Work request: The word "Localize" marks the lines to keep; find each one in the data and copy it.
________________________
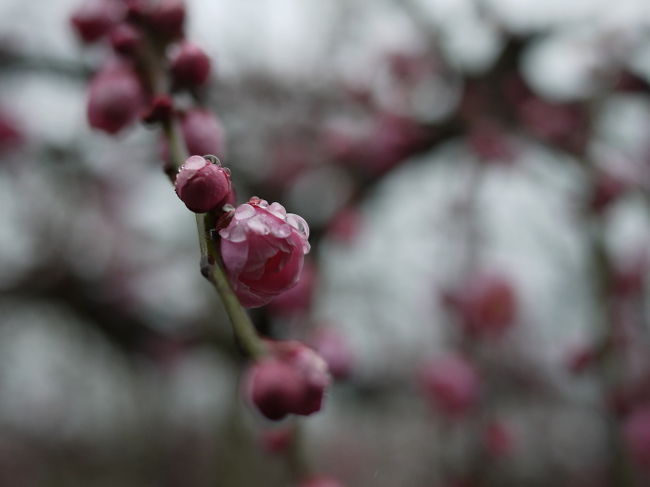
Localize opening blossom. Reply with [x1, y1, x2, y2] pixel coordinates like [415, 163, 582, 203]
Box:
[268, 259, 316, 316]
[219, 198, 310, 308]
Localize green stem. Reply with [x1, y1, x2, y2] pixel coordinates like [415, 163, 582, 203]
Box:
[161, 116, 186, 179]
[196, 213, 266, 359]
[158, 80, 265, 360]
[209, 258, 267, 359]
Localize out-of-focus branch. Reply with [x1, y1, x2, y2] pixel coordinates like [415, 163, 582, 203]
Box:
[0, 48, 91, 79]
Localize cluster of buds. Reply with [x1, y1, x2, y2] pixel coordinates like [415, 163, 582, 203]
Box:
[219, 198, 311, 308]
[71, 0, 184, 45]
[72, 0, 225, 158]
________________________
Solution for this problem:
Localize opening blossom. Reply with [x1, y1, x2, y2] pixel coordinates like [415, 163, 582, 203]
Localize green stem. Reply with [x1, y1, x2, y2] pixel coordinates like [415, 163, 582, 203]
Localize out-of-focus branch. Reply with [x1, y1, x2, y2] pixel coordinates like [415, 163, 582, 203]
Localize cluster of buds. Reply with [x1, y1, x2, y2] pixel coordinates like [415, 163, 582, 203]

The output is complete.